» **Description of the task**
Write out the data again in full, starting at its first line and stopping after the line that contains "603], [568, 669]]", and shift each point coordinate in the answers by adding 66. Leave the sample coordinates unchanged.

Data listing:
--------------------------------

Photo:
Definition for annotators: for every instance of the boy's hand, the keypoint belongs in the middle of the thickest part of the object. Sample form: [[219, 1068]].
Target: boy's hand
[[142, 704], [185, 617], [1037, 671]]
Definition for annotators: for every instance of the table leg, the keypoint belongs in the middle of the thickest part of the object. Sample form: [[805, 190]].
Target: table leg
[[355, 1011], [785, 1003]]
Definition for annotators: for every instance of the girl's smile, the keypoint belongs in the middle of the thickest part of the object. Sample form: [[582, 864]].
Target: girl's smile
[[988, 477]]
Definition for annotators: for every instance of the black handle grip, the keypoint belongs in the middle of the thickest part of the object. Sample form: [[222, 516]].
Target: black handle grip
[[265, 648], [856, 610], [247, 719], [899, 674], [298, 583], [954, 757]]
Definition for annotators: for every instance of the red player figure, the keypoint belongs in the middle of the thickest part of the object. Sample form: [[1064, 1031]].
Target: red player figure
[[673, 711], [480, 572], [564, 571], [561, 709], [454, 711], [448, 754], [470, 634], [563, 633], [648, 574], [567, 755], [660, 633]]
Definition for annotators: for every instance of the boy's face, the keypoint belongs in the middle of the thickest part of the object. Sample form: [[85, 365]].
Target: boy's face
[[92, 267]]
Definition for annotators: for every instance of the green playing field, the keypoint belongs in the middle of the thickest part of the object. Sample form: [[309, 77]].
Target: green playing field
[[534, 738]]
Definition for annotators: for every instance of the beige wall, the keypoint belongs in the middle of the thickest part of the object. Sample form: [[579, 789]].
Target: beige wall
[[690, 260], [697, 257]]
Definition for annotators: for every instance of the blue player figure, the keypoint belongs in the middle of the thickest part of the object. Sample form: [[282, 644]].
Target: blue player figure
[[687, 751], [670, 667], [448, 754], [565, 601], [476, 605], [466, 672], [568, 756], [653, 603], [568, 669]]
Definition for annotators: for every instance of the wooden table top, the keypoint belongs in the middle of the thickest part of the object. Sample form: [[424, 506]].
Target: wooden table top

--------------------------------

» **Final result**
Photo:
Definition for annotators: for every instance of the boy's hand, the keypoint belongs in the middle of the thickest part of the object. Sample form: [[219, 1068]].
Target: boy's hand
[[208, 770], [251, 683], [1103, 737]]
Definition for annotators: for every instance of the table leg, the keypoint belongs in the middle of the thickest part of the object. Sample form: [[805, 190]].
Target: table leg
[[421, 1077], [851, 1069]]
Definition for annotators: for every instance of the girl's smile, the keypoint belongs in the middle of the thickest part of the object. Sample form: [[582, 864]].
Target: girl's smile
[[1054, 543]]
Definition for annotators: for every instance of the black handle grip, the keypoint belongs in the middle of the thickest part of the object. Sample form: [[222, 516]].
Target: black handle grip
[[331, 714], [922, 676], [313, 785], [965, 740], [364, 649], [1020, 823]]
Definition for annotators: for every instance of the red player figure, the keypoint belongs in the middle of the thickest part of the object. Sample form: [[1064, 1031]].
Target: red player figure
[[739, 777], [546, 638], [630, 637], [627, 775], [520, 777], [514, 820], [536, 700], [629, 699], [714, 640], [633, 821], [726, 699]]
Definition for annotators: for every instance of the boy's face, the keypoint belongs in the middle of the thickest part of the object. Sample form: [[85, 365]].
Target: boy's face
[[158, 333]]
Definition for annotators: for every instance of the green playing field, the keypoint belongs in the middle of the thickest part of the object. Sample form: [[309, 77]].
Target: green playing field
[[600, 804]]
Definition for annotators: for every instance of the beige wall, the keypoint belongs in the middle of the thickest part of the object. Sample form: [[579, 789]].
Target: beige wall
[[756, 326], [763, 323]]
Definition for annotators: for every instance of the blue player figure, the keypoint belongs in the middle of the thickest part of the object. Sample form: [[282, 644]].
Target: blue player figure
[[753, 817], [736, 733], [514, 820], [631, 667], [542, 671], [532, 738], [634, 822], [719, 669], [634, 735]]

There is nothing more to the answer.